● **Reading passage**
*** Block opens ***
She held on to her child as they burned to death
As soon as other passengers on Mohanganj Express screamed "fire", Nadira Akhter Popy grabbed her three-year-old son, held him to her chest and ran in an attempt to get out of the train carriage and escape the fire.
However, trapped in the billowing smoke, the mother and son could not make it out. They burned to death in the blaze.
When rescuers recovered four dead bodies from the train, Nadira's son Yasin was still nestled into her chest.
Yasin's uncle Delwar Hossain Titu said, "Nadira couldn't get off the train on time and both of them died… She was still holding on to her child when rescuers found their bodies."
Four people, including the mother and son, were killed after arsonists torched the Dhaka-bound train from Netrakona near the capital's Tejgaon area around 5:00am. Three carriages were burned before the fire service could douse the flames.
The four were put in bodybags and taken to Dhaka Medical College Hospital morgue. Even there, Yasin and Nadira were not separated.
The two, accompanied by seven other family members and relatives, were returning to Dhaka after a visit to Nadira's in-law's house in Netrakona. They went there on December 3 after her elder son Fahim's final exams had ended in late November.
Sitting beside his mother when the fire broke, Fahim narrowly escaped as his uncle Habibur Rahman got him out of the train almost immediately.
"My sister was running to safety with Yasin, and I was with Fahim. I managed to exit the train with him but when I tried to locate my sister, the thick smoke had made it impossible," Habibur said.
The five other relatives had gotten off the train at Airport Railway Station, just minutes before the tragedy struck.
Nadira had decided to get off at Kamalapur Railway Station with her brother and sons like she and her husband Mizanur Rahman had decided over phone the previous night. They thought it would be easier for them to reach their home in Paschim Tejturi Bazar in Tejgaon from Kamalapur.
*** Block closes ***
● **Referring expression data**
*** Block opens ***
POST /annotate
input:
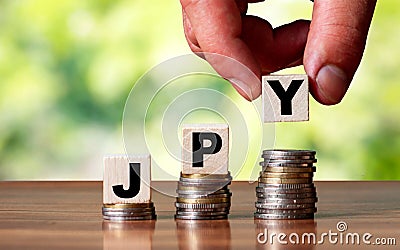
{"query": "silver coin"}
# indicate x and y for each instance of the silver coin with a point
(286, 196)
(278, 191)
(286, 211)
(202, 205)
(271, 205)
(127, 218)
(283, 217)
(287, 201)
(185, 217)
(286, 186)
(288, 152)
(201, 214)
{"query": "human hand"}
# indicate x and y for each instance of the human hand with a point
(330, 46)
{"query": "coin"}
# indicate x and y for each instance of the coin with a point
(286, 185)
(129, 205)
(284, 206)
(289, 169)
(201, 213)
(287, 157)
(289, 152)
(206, 176)
(286, 201)
(148, 217)
(286, 175)
(196, 217)
(202, 205)
(202, 196)
(285, 196)
(285, 180)
(277, 190)
(283, 216)
(286, 211)
(301, 161)
(286, 164)
(202, 200)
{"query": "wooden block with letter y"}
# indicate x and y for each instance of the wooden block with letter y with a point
(126, 179)
(205, 148)
(285, 98)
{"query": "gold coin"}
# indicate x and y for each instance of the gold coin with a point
(129, 205)
(286, 175)
(205, 176)
(203, 200)
(285, 180)
(290, 169)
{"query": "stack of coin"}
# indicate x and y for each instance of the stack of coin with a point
(203, 196)
(285, 187)
(129, 211)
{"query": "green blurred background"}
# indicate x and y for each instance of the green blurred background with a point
(67, 66)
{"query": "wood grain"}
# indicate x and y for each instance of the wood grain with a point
(67, 215)
(215, 163)
(272, 103)
(116, 172)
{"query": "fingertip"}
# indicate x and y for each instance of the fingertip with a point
(330, 85)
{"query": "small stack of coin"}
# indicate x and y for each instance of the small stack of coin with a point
(129, 211)
(203, 196)
(285, 187)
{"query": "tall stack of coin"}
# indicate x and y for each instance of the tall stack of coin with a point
(285, 187)
(129, 211)
(203, 196)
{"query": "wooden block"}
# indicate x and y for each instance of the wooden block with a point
(205, 148)
(288, 97)
(121, 182)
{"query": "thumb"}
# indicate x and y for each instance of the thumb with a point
(335, 46)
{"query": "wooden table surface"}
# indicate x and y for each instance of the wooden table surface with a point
(67, 215)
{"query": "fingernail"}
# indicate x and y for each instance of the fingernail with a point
(332, 84)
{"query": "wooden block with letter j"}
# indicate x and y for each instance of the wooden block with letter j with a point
(126, 179)
(285, 98)
(205, 148)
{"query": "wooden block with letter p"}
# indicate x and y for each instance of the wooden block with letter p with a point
(285, 98)
(126, 179)
(205, 148)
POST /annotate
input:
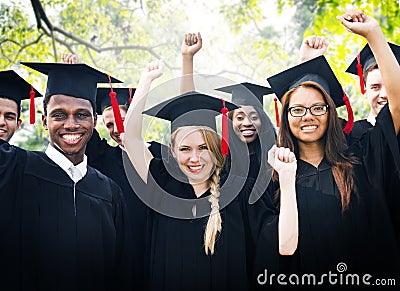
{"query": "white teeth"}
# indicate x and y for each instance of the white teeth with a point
(309, 127)
(71, 137)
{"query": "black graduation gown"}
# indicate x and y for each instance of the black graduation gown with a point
(108, 160)
(177, 260)
(363, 237)
(51, 241)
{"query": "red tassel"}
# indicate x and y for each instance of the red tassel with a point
(360, 76)
(350, 116)
(225, 134)
(130, 95)
(32, 110)
(117, 114)
(276, 111)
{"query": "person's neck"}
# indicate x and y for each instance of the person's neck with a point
(312, 153)
(252, 146)
(199, 188)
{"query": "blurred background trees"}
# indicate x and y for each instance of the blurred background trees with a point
(242, 40)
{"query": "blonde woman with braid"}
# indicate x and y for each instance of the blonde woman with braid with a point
(199, 226)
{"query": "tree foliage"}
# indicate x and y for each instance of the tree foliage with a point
(247, 40)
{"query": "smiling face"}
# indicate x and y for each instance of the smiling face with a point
(70, 123)
(192, 154)
(9, 121)
(308, 129)
(109, 122)
(375, 91)
(246, 123)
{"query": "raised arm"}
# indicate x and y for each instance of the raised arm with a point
(284, 162)
(312, 46)
(191, 44)
(366, 26)
(133, 141)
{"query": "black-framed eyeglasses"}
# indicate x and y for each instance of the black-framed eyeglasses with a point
(316, 110)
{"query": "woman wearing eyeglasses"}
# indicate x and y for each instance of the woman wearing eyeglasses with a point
(340, 224)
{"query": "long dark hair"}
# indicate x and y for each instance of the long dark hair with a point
(335, 142)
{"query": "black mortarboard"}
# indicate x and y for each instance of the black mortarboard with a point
(365, 59)
(316, 70)
(194, 109)
(124, 97)
(247, 93)
(14, 87)
(77, 80)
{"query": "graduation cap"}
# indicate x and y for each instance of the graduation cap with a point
(318, 71)
(246, 93)
(195, 109)
(117, 96)
(365, 60)
(77, 80)
(15, 88)
(124, 97)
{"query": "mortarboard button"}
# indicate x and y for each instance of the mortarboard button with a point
(246, 93)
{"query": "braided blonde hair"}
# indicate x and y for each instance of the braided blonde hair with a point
(214, 223)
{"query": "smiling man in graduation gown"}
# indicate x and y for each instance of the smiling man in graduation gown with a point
(64, 224)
*** Block closes ***
● **Tasks and exercises**
A. Answer these questions using the article about the Mohanganj Express fire:
(i) How old was Nadira's son Yasin?
(ii) Around what time was the train torched?
(iii) At which station did the five other relatives get off the train?
B. Say whether each statement agrees with the article about the Mohanganj Express fire, quoting the words that decide it:
(i) Three carriages burned before the fire service put out the flames.
(ii) Fahim was brought out of the train by his father.
(iii) The family traveled to Netrakona on December 3.
C. Continue the article about the Mohanganj Express fire from the point where it stops.

● **Results for the exercise**
A.
(i) Three years old.
(ii) Around 5:00am.
(iii) Airport Railway Station.

B.
(i) Yes: "Three carriages were burned before the fire service could douse the flames."
(ii) No: "his uncle Habibur Rahman got him out of the train almost immediately."
(iii) Yes: "They went there on December 3"

C.
Visiting the DMCH morgue, this correspondent saw an inconsolable Mizanur, his gaze vacant, as he sat near the morgue where bodies of his wife and son were kept.
At times, he was seen placing his hand on his head in deep frustration, agony and resentment.
"I want to cry. But I can't. I can't explain what's going on inside me. Everything is ruined," Mizanur, a manager of a hardware shop at Karwan Bazar, said.
Just on Monday night, he went to bed excited to see his sons and wife again after nearly two weeks.
"My wife's world revolved around our sons. How will Fahim survive without his mother?" he asked, confused about what their future would be like now.
Fahim was taken to a relative's house while Mizanur stayed at the morgue.
"Till at least 4:00pm, Fahim kept asking for his mother and brother. We had to tell him they were ill and being treated at the hospital … I didn't want him to see them dead just yet," said Nadira's brother Habibur Rahman.
However, the bodies were brought back from the morgue around 5:00pm and the family had to let nine-year-old Fahim see his mother and baby brother for the very last time.
The bodies were then taken back to Netrokona for burial.